Задания
**a.** Где, согласно очерку об Алданове, он начал писать?
**b.** Запишите записи в виде CSV с двумя столбцами, «текст» и «ответ», отводя по одной строке на каждую запись. Текст записи и её ответ поместите каждый в отдельное поле в кавычках, заменив переносы строк пробелами. Начните со строки записей, содержащей «Target: washing machine door», и остановитесь после последней записи.

Текст

····················

Собрание сочинений в 18 т. Том 11. Литература и жизнь («Русская мысль»: 1955–1972)
Шрифт:
Алданов – человек и писатель
Смерть Алданова вызвала большое количество откликов, воспоминаний, попыток охарактеризовать его творчество и определить его значение. Несомненно, это был один из двух-трех самых любимых писателей эмиграции, пожалуй, именно тот, которого в эмиграции больше других считали «своим»: в самом деле, хотя начал Алданов писать еще в России, все книги, давшие ему известность, написаны уже здесь, после революции. Едва ли можно сомневаться и в том, что когда теперешним неурядицам настанет конец, когда будет повсюду признано, что Россия одна, и что те, кто были противниками установившегося в России строя, не только остались на чужой земле русскими людьми, но и по мере сил сделали свой вклад в единую русскую культуру, – когда вся эта трагическая бессмыслица, с какими-то рубежами и занавесами будет ликвидирована, –
Останется ли к тому времени в живых кто-нибудь из друзей Марка Александровича, кто мог бы рассказать о нем, как о человеке? Догадаются ли новые читатели, почувствуют ли по книгам, что это был за человек? Некоторые возразят, вероятно, что личность автора не имеет значения, что важны лишь произведения его. Да, теоретически это, пожалуй, и так, но на практике это лишь наполовину верно, и во всяком случае в первое время после смерти писателя, до всяких «литературных портретов», хочется запечатлеть, сберечь, удержать в памяти его чисто человеческий облик. В особенности, когда речь идет о таком человеке, как Алданов.

····················

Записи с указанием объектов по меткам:
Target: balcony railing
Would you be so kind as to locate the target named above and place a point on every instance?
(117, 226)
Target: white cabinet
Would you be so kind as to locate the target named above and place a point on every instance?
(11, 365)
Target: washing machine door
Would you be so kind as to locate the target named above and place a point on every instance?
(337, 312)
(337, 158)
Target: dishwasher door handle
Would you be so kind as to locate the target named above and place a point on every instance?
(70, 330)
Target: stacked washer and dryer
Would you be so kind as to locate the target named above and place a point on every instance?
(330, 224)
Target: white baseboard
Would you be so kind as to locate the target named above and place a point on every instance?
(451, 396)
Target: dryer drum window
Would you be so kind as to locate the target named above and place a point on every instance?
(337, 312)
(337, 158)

····················

Ответы к заданиям
**a.** Алданов начал писать ещё в России.

**b.**
текст,ответ
"Target: washing machine door Would you be so kind as to locate the target named above and place a point on every instance?","(337, 312) (337, 158)"
"Target: dishwasher door handle Would you be so kind as to locate the target named above and place a point on every instance?","(70, 330)"
"Target: stacked washer and dryer Would you be so kind as to locate the target named above and place a point on every instance?","(330, 224)"
"Target: white baseboard Would you be so kind as to locate the target named above and place a point on every instance?","(451, 396)"
"Target: dryer drum window Would you be so kind as to locate the target named above and place a point on every instance?","(337, 312) (337, 158)"